(Photo-based point labeling data)
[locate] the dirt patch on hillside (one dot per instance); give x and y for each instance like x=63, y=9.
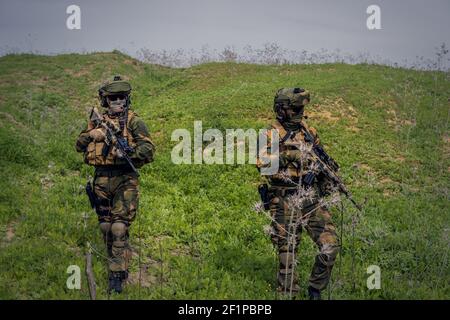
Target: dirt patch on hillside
x=334, y=110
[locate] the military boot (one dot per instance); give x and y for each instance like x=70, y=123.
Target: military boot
x=116, y=279
x=314, y=294
x=287, y=279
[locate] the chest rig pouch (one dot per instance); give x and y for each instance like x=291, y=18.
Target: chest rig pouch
x=105, y=153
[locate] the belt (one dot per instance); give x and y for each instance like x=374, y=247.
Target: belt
x=280, y=191
x=113, y=171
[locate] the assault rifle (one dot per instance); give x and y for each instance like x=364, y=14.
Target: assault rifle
x=113, y=138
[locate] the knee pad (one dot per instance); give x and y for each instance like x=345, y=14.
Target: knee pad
x=119, y=231
x=105, y=227
x=287, y=259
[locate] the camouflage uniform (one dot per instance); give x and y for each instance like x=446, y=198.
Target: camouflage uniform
x=291, y=213
x=116, y=186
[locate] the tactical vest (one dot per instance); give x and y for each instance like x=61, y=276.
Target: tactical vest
x=292, y=143
x=93, y=155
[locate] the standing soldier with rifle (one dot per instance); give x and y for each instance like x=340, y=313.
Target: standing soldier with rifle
x=115, y=143
x=294, y=194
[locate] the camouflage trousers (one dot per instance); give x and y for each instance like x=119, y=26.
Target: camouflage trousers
x=118, y=198
x=289, y=219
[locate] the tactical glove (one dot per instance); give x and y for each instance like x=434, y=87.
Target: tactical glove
x=97, y=135
x=289, y=156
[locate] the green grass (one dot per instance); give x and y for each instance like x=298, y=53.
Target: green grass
x=196, y=230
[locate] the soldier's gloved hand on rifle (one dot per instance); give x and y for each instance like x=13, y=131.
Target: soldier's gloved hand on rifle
x=289, y=156
x=97, y=135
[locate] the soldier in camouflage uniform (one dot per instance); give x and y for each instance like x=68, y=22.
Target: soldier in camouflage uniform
x=116, y=185
x=292, y=205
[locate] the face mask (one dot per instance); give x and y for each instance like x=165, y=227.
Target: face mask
x=294, y=115
x=116, y=104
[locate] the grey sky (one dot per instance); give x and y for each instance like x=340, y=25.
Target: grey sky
x=410, y=28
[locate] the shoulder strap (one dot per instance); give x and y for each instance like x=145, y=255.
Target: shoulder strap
x=131, y=115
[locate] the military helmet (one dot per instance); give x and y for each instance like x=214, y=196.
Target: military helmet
x=117, y=86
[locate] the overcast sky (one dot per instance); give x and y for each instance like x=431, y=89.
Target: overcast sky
x=410, y=28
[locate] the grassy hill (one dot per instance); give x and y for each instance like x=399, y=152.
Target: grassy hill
x=196, y=231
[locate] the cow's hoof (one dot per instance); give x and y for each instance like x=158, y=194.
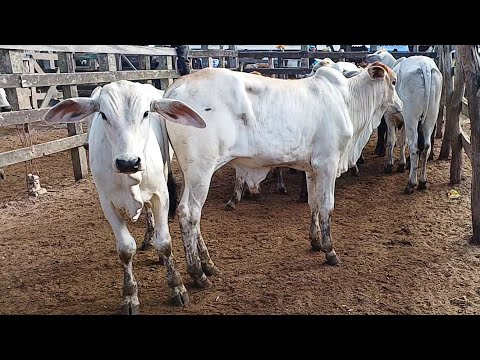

- **Problem**
Reproduce every row above with "camouflage" switched to "camo" wherever it occurs, leaving all other wording unchanged. Omit the pictures.

- **Answer to the problem**
[locate] the dirt patch on hillside (one dot per instance); give x and y for each instance like x=63, y=9.
Target: dirt patch on hillside
x=334, y=110
[locate] the military boot (one dot per instance); give x and y for each instance like x=70, y=123.
Target: military boot
x=116, y=279
x=314, y=294
x=287, y=279
[locate] the chest rig pouch (one dot per instance); give x and y for each instance like x=291, y=18.
Target: chest rig pouch
x=105, y=153
[locate] the belt (one dot per instance); give x and y for each instance like x=374, y=247.
Target: belt
x=280, y=191
x=113, y=171
[locate] the assault rifle (one dot per instance); give x and y for each instance like x=364, y=14.
Target: assault rifle
x=113, y=138
[locate] the knee pad (one dot per instance); give x and y for each instance like x=345, y=14.
Target: knee pad
x=119, y=231
x=105, y=227
x=287, y=259
[locate] the camo uniform (one dot per instance); give x and y for each instance like x=446, y=198.
Target: camo uniform
x=291, y=213
x=116, y=186
[locate] the tactical vest (one dot per instance); give x and y for each instance like x=61, y=276.
Target: tactical vest
x=292, y=143
x=93, y=155
[locate] the standing soldier with rifle (one dot per instance); give x and y for each instance like x=340, y=313.
Target: standing soldier with rifle
x=115, y=143
x=294, y=194
[locate] the camo trousers (one dot per instance); give x and y for each instance like x=119, y=26.
Target: camo trousers
x=118, y=198
x=289, y=219
[locate] the tactical glove (one dot per instance); give x and y for each instance like x=434, y=87.
Target: tactical glove
x=97, y=135
x=289, y=156
[locate] the green grass (one dot per instance); give x and y for each instance like x=298, y=53.
Target: green grass
x=196, y=230
[locate] the soldier's gloved hand on rifle (one dot per instance); give x and y for each instance like x=13, y=131.
Target: soldier's gloved hand on rifle
x=289, y=156
x=97, y=135
[locate] the soldier in camo uniform (one dot per instance); give x and y for each instance like x=68, y=22.
Target: soldier in camo uniform
x=116, y=185
x=292, y=205
[locate] the face mask (one dot per instance); give x and y for each instance like x=165, y=227.
Target: face mask
x=294, y=115
x=116, y=104
[locate] the grey sky (one dot per instance); give x and y for each instance like x=340, y=25.
Target: grey sky
x=410, y=28
[locate] the shoulder strap (one dot per instance); give x and y for each instance like x=145, y=255.
Target: shoulder strap
x=131, y=115
[locate] the military helmet (one dot per instance); give x and y for each instance like x=214, y=196.
Target: military helmet
x=117, y=86
[locate] the overcast sky (one dot per instance); give x and y for each instance like x=431, y=89.
Target: overcast sky
x=410, y=28
[locate] the grassy hill (one dot per instance); give x and y for each instance like x=399, y=152.
Target: grassy hill
x=196, y=231
[locate] the cow's hoof (one dot per instance); give x and y for each instance like x=158, y=194.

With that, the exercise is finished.